» EXCERPTED TEXT:
Darcy-Weisbach Equation
The Darcy-Weisbach equation calculates frictional head loss in pipes by combining the friction factor, pipe geometry, and velocity head. Works for both laminar and turbulent flow.
h_f = f × (L/D) × (V²/2g)
How It Works
The Darcy-Weisbach equation calculates frictional head loss in pipes by combining the friction factor, pipe geometry (length and diameter), and the velocity head (V²/2g). It works for both laminar and turbulent flow, making it the most general pipe friction formula available. The friction factor is found from the Colebrook equation or Moody chart.
Example Problem
Water flows at 2 m/s through a 100 m long, 100 mm diameter pipe with a Darcy friction factor of 0.02 and g = 9.81 m/s². What is the frictional head loss?
- Identify the known values: f = 0.02, L = 100 m, D = 0.1 m, V = 2 m/s, g = 9.81 m/s².
- Determine what we are solving for: the frictional head loss h_f.
- Calculate the length-to-diameter ratio: L/D = 100 / 0.1 = 1,000.
- Calculate the velocity head: V²/(2g) = 4 / 19.62 = 0.2039 m.
- Substitute into the Darcy-Weisbach equation: h_f = 0.02 × 1,000 × 0.2039.
- Compute the result: h_f ≈ 4.08 m of head loss. A pump must supply at least this much additional head to overcome friction.
Key Concepts
The Darcy-Weisbach equation h_f = f(L/D)(V²/2g) is the most general pipe friction formula, valid for any Newtonian fluid in both laminar and turbulent flow. Head loss is proportional to pipe length and the square of velocity, and inversely proportional to pipe diameter. The Darcy friction factor f must be determined separately — from f = 64/Re for laminar flow or from the Colebrook equation (or Moody chart) for turbulent flow.

» EXERCISE 1: Retype the part of the Darcy-Weisbach text that begins at the words "- Determine what" and stops after the words "to overcome friction.".

» EXERCISE INPUTS:

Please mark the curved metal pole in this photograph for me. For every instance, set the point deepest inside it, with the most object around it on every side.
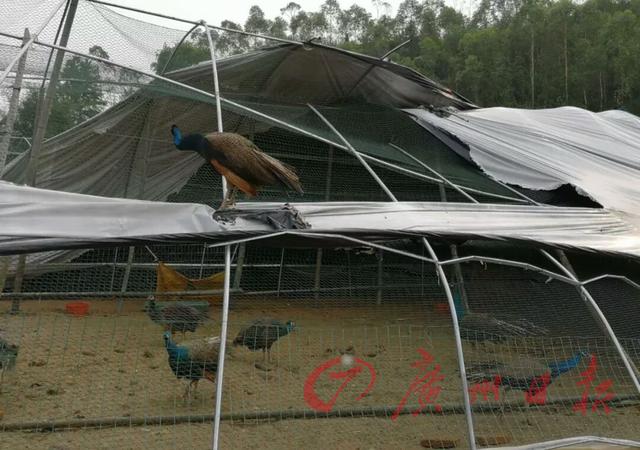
(394, 49)
(178, 19)
(27, 45)
(615, 277)
(227, 264)
(633, 371)
(259, 115)
(175, 49)
(441, 275)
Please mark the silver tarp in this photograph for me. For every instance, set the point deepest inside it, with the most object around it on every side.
(598, 153)
(49, 220)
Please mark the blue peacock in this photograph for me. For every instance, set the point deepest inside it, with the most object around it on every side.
(262, 333)
(480, 327)
(193, 360)
(522, 373)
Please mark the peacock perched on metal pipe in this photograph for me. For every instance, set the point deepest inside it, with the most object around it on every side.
(240, 161)
(522, 373)
(193, 360)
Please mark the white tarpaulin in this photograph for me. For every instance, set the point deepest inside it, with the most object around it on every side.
(49, 220)
(598, 153)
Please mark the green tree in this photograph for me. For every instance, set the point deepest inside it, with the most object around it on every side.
(79, 96)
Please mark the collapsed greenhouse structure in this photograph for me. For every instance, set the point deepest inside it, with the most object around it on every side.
(458, 276)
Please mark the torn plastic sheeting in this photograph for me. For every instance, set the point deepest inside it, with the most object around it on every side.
(64, 220)
(598, 153)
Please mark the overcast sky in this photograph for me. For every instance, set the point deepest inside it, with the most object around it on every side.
(215, 11)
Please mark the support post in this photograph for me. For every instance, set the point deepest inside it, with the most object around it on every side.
(17, 283)
(441, 275)
(227, 263)
(457, 269)
(125, 279)
(12, 114)
(237, 278)
(599, 315)
(380, 258)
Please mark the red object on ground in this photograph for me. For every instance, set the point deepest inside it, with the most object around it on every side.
(78, 309)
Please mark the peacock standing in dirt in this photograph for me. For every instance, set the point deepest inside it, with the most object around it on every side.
(522, 373)
(240, 161)
(177, 317)
(193, 360)
(262, 333)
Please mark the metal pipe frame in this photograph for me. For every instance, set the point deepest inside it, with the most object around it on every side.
(437, 174)
(33, 39)
(575, 441)
(12, 113)
(633, 371)
(175, 49)
(227, 262)
(441, 275)
(178, 19)
(258, 114)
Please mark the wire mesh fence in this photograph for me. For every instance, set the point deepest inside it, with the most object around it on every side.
(353, 344)
(360, 345)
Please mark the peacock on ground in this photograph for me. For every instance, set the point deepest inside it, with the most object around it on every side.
(193, 360)
(175, 317)
(262, 333)
(519, 373)
(480, 327)
(240, 161)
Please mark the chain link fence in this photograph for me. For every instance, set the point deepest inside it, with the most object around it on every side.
(364, 351)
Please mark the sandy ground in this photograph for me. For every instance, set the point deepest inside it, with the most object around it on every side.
(110, 365)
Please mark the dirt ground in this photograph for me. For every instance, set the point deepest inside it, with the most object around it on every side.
(109, 365)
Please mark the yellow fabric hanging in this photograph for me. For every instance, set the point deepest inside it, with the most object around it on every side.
(170, 280)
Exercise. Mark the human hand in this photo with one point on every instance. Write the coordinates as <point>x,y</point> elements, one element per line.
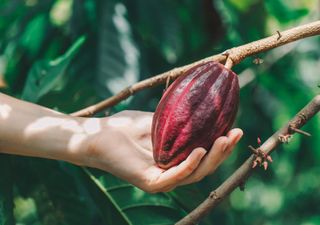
<point>122,146</point>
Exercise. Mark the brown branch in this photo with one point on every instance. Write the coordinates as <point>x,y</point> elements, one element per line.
<point>245,170</point>
<point>234,55</point>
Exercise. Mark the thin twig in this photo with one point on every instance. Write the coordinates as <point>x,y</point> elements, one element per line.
<point>235,56</point>
<point>245,170</point>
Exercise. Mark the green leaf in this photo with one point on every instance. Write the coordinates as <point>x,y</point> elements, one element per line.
<point>118,55</point>
<point>54,191</point>
<point>6,195</point>
<point>34,34</point>
<point>46,74</point>
<point>133,205</point>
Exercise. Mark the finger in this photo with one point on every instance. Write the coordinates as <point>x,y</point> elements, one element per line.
<point>173,176</point>
<point>220,150</point>
<point>214,158</point>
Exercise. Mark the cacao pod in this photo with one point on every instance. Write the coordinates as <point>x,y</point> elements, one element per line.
<point>198,107</point>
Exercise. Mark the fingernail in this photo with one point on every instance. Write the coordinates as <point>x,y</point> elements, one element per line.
<point>224,147</point>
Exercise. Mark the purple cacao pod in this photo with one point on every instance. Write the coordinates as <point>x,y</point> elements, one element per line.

» EXERCISE 2: Rewrite the listing from the line that has "Exercise. Mark the cacao" through the end of the listing, keeping the requests in place, but increase every point coordinate in the answers by 120.

» RESPONSE 1:
- Determine what we are solving for: the frictional head loss h_f.
- Calculate the length-to-diameter ratio: L/D = 100 / 0.1 = 1,000.
- Calculate the velocity head: V²/(2g) = 4 / 19.62 = 0.2039 m.
- Substitute into the Darcy-Weisbach equation: h_f = 0.02 × 1,000 × 0.2039.
- Compute the result: h_f ≈ 4.08 m of head loss. A pump must supply at least this much additional head to overcome friction.

» RESPONSE 2:
Exercise. Mark the cacao pod in this photo with one point on every instance. Write the coordinates as <point>x,y</point> elements, one element per line.
<point>318,227</point>
Exercise. Mark the fingernail in this photo with one point on every instance. Write the coordinates as <point>x,y</point> elements, one element per line.
<point>344,267</point>
Exercise. Mark the purple cacao pod in this photo with one point on every instance. Write the coordinates as <point>x,y</point> elements, one element per line.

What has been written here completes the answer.